** start of Exercise data **

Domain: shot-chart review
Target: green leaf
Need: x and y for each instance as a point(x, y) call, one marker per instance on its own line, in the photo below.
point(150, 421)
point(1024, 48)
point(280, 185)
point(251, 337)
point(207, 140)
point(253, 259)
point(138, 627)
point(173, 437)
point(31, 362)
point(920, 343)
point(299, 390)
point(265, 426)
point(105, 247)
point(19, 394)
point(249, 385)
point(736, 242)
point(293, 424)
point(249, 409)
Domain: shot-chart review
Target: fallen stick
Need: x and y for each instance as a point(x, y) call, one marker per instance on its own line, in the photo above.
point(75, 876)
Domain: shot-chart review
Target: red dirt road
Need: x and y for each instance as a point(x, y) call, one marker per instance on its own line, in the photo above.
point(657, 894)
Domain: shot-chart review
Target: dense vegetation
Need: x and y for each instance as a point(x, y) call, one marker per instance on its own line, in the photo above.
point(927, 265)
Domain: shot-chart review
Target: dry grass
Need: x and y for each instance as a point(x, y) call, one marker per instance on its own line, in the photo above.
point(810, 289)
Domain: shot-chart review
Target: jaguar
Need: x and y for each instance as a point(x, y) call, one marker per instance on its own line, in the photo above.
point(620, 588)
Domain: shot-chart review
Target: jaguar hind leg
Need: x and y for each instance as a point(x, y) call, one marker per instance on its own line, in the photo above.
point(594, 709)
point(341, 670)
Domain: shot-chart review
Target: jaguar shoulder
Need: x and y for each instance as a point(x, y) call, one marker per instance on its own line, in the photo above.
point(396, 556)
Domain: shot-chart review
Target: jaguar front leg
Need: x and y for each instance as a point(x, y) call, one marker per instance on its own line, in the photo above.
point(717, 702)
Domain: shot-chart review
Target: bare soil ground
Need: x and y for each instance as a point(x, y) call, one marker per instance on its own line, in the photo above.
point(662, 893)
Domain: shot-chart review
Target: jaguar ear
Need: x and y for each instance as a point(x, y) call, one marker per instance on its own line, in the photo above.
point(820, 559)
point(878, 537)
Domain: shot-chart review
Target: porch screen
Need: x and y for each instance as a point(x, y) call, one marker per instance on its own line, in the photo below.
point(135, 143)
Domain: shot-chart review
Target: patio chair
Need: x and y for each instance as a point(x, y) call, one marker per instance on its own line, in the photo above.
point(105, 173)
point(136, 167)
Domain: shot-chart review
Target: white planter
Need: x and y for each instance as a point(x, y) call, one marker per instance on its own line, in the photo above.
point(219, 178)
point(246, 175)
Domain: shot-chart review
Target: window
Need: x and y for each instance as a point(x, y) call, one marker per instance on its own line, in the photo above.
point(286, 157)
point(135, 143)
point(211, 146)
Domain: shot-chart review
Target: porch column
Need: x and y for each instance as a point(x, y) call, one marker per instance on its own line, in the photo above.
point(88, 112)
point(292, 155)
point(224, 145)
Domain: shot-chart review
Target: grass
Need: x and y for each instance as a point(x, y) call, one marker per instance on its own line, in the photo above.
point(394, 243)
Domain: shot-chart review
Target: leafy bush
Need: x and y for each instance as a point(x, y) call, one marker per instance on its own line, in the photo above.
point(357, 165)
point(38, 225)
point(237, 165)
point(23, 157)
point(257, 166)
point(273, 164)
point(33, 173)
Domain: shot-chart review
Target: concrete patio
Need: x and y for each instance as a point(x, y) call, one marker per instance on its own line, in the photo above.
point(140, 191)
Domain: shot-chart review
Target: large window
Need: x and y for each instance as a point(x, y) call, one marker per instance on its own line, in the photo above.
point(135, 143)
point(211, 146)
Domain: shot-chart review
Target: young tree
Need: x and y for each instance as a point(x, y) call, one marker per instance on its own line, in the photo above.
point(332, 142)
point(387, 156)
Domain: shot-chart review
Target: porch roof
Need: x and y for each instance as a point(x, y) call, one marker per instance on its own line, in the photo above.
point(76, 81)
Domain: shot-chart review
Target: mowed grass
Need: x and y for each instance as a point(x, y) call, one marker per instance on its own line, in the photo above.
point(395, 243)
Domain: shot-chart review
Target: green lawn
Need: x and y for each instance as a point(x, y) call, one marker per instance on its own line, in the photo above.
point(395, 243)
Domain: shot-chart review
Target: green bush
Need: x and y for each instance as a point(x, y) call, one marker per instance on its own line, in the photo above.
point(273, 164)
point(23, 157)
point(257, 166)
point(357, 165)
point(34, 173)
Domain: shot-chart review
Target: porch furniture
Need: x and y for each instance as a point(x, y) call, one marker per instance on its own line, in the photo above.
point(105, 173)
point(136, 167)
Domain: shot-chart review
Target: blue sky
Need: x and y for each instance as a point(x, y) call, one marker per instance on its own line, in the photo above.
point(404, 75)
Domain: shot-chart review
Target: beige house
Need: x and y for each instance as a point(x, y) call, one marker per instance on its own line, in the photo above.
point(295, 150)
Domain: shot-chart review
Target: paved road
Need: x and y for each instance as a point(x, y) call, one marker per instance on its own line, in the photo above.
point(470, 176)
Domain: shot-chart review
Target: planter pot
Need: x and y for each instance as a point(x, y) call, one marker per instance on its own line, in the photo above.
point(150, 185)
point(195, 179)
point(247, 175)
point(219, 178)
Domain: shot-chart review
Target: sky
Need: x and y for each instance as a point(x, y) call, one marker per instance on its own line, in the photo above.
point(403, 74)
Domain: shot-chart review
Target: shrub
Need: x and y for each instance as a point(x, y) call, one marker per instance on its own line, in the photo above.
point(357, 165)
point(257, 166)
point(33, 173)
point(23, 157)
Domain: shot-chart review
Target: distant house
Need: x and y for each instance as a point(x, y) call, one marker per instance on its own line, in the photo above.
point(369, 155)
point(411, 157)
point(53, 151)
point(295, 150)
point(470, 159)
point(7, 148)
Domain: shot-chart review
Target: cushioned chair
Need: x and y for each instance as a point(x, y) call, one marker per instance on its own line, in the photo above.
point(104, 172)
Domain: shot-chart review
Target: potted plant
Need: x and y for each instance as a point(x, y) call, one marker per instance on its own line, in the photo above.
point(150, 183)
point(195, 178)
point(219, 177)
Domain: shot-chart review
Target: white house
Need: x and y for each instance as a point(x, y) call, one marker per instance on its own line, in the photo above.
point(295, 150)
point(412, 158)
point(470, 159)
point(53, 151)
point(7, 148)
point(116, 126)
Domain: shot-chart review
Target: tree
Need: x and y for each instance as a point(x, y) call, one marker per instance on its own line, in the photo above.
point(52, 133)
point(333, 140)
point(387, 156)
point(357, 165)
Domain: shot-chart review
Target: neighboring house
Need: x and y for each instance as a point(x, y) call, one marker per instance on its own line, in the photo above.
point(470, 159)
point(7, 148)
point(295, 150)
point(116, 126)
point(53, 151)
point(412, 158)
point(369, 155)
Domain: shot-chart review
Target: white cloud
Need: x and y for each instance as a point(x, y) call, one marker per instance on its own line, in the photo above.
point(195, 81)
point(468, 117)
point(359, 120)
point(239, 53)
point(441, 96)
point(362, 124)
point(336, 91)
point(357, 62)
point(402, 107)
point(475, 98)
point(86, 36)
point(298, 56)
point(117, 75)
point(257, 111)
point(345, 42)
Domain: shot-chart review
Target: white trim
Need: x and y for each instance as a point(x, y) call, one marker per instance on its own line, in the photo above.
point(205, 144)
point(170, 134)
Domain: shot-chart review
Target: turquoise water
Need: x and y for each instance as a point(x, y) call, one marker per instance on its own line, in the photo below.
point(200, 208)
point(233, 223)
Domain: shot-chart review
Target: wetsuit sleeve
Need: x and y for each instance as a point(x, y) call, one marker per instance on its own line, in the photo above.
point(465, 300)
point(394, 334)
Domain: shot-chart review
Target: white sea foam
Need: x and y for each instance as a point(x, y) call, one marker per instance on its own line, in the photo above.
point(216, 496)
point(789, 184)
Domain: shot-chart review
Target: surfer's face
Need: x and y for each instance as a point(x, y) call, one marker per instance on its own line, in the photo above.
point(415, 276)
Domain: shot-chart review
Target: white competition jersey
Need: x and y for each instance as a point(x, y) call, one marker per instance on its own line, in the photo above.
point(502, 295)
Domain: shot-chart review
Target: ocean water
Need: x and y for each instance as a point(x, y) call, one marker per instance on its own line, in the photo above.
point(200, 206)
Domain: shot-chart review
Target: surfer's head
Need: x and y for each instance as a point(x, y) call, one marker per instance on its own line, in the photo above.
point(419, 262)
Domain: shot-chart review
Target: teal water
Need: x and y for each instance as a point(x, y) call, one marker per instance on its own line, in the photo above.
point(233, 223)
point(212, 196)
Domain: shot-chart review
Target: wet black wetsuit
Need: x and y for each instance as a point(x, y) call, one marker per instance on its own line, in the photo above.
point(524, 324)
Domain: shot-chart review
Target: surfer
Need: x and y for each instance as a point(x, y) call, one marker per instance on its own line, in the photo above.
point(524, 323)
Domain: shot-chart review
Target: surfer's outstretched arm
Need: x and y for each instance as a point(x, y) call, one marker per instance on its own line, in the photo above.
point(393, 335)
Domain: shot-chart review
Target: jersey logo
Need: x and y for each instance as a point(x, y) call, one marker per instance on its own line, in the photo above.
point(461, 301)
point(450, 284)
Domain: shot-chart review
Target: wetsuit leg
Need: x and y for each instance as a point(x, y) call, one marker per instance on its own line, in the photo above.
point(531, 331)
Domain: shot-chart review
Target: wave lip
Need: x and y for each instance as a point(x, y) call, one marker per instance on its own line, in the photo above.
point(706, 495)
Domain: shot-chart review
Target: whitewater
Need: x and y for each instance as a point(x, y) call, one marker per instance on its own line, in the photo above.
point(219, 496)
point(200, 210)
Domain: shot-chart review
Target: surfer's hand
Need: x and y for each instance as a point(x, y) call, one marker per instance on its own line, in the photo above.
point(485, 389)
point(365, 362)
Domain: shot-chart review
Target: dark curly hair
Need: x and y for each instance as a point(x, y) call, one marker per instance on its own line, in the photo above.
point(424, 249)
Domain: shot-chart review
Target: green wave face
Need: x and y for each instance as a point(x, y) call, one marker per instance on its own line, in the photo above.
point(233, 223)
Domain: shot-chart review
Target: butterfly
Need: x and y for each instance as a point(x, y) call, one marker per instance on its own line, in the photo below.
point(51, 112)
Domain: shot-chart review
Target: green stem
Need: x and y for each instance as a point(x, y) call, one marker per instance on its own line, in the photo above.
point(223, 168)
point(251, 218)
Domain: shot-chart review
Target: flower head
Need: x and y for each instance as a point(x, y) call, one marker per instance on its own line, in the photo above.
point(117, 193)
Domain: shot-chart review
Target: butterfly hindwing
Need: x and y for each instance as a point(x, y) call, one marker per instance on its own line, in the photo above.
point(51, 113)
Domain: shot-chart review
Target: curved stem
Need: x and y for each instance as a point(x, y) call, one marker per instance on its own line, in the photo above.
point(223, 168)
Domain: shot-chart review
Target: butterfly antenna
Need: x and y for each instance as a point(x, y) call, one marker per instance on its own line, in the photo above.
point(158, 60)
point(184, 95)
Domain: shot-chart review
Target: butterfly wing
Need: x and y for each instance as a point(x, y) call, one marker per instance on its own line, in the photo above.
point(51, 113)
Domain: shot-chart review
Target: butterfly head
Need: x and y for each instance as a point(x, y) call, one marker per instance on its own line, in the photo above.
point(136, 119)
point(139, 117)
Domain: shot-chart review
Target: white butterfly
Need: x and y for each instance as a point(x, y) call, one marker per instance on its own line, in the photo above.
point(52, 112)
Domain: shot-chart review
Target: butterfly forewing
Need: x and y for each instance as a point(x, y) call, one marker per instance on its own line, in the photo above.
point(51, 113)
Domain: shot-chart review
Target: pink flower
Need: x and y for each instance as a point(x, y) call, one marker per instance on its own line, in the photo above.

** end of Exercise data **

### What to work on
Pull out each line of the records containing the string "chair". Matching is case-sensitive.

### Answer to the task
Target: patio chair
Target: cushioned chair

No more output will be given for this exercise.